> _Your assignment_
The listing below should be printed exactly, though its pictures must not be.

◇ ◇ ◇ ◇ ◇ ◇ ◇

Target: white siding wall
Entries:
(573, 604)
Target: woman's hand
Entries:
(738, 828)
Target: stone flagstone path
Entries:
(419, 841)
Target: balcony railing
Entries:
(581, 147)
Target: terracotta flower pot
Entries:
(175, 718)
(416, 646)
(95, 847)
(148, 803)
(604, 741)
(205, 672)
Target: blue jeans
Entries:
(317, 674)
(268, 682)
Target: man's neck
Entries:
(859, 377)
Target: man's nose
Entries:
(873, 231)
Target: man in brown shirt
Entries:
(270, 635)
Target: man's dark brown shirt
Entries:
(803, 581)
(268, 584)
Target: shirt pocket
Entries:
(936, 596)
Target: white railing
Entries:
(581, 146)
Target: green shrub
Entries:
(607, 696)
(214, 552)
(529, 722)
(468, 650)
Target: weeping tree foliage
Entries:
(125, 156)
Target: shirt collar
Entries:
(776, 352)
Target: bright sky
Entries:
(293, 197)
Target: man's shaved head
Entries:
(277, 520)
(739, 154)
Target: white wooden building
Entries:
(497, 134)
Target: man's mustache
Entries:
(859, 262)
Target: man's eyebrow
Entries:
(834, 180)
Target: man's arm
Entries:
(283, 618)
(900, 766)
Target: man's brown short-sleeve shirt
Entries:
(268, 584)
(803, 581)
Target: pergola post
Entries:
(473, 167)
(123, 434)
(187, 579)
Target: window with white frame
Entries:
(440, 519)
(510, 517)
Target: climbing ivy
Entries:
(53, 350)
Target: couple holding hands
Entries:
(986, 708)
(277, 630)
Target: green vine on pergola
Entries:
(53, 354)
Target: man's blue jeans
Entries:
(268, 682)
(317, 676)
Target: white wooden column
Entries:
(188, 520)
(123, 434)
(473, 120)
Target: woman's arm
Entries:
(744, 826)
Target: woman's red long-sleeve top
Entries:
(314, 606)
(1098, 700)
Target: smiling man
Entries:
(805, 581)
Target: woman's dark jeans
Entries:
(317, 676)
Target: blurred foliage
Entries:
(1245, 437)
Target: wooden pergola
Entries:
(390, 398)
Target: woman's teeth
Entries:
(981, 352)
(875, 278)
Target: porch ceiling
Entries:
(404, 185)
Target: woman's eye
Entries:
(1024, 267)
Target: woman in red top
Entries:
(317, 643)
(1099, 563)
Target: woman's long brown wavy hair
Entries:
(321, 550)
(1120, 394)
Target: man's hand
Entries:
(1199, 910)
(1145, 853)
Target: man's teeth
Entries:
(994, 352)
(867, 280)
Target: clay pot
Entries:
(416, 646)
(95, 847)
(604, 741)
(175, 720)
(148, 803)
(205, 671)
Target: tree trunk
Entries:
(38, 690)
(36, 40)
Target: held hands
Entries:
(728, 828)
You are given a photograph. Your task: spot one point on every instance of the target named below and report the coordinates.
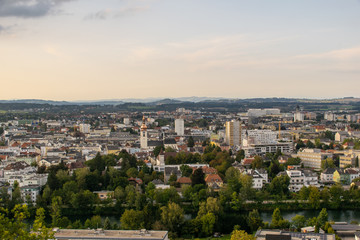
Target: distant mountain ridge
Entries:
(162, 101)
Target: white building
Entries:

◇ ◇ ◇ ◇ ◇ ◇ ◇

> _Final answer_
Target: white siding wall
Entries:
(573, 604)
Target: woman's hand
Entries:
(738, 828)
Target: stone flagstone path
Entries:
(419, 841)
Target: balcony railing
Entries:
(581, 147)
Target: terracotta flower pot
Entries:
(175, 718)
(416, 646)
(95, 847)
(148, 803)
(604, 741)
(205, 672)
Target: blue jeans
Entries:
(317, 674)
(268, 682)
Target: man's neck
Entries:
(859, 377)
Target: man's nose
Entries:
(873, 231)
Target: man in brown shirt
Entries:
(270, 635)
Target: man's dark brown shirt
Entries:
(803, 581)
(268, 584)
Target: shirt pocket
Entries:
(936, 596)
Target: white railing
Entries:
(581, 146)
Target: green shrub
Entries:
(607, 696)
(214, 552)
(529, 722)
(468, 650)
Target: weeping tree foliage
Entries:
(125, 156)
Target: shirt collar
Entries:
(776, 352)
Target: bright sky
Entries:
(293, 197)
Target: man's shaved head
Entries:
(277, 520)
(739, 154)
Target: white wooden building
Entries:
(497, 134)
Target: man's mustache
Entries:
(859, 262)
Target: man's eyebrow
Entries:
(834, 180)
Target: man's arm
Entries:
(283, 618)
(900, 766)
Target: man's brown short-sleeve shirt
Entries:
(268, 584)
(803, 581)
Target: pergola post
Entries:
(473, 167)
(123, 434)
(187, 579)
Target: window with white frame
Entries:
(440, 519)
(510, 517)
Target: climbing ivy
Entries:
(53, 350)
Target: couple holding hands
Entries:
(986, 708)
(277, 630)
Target: green vine on pergola
Entries:
(53, 354)
Target: man's blue jeans
Entries:
(268, 682)
(317, 676)
Target: white wooden column
Entries:
(188, 520)
(123, 434)
(473, 120)
Target: woman's arm
Entries:
(744, 826)
Target: woman's red long-sleeve top
Entries:
(314, 606)
(1098, 700)
Target: smiling man
Entries:
(805, 581)
Target: woman's dark jeans
Entries:
(317, 676)
Target: blurred foliage
Entries:
(1245, 437)
Target: wooden pergola
Entries:
(390, 398)
Target: woman's teeth
Entries:
(981, 352)
(875, 278)
Target: porch ceiling
Entries:
(404, 185)
Target: woman's eye
Entries:
(1024, 267)
Target: woman in red top
Entries:
(317, 643)
(1099, 563)
Target: woman's long brown wavy hair
Entries:
(321, 550)
(1120, 394)
Target: man's hand
Entries:
(1199, 910)
(1145, 853)
Target: man's teeth
Entries:
(994, 352)
(867, 280)
Target: clay pot
Entries:
(416, 646)
(95, 847)
(604, 741)
(175, 720)
(148, 803)
(205, 671)
Target: tree trunk
Entries:
(38, 690)
(36, 40)
Target: held hands
Entries:
(728, 828)
You are given a photograph. Your task: spot one point on every instance of the target named below and report the coordinates.
Target: distant mountain ridge
Entries:
(162, 101)
Target: white building
Entries:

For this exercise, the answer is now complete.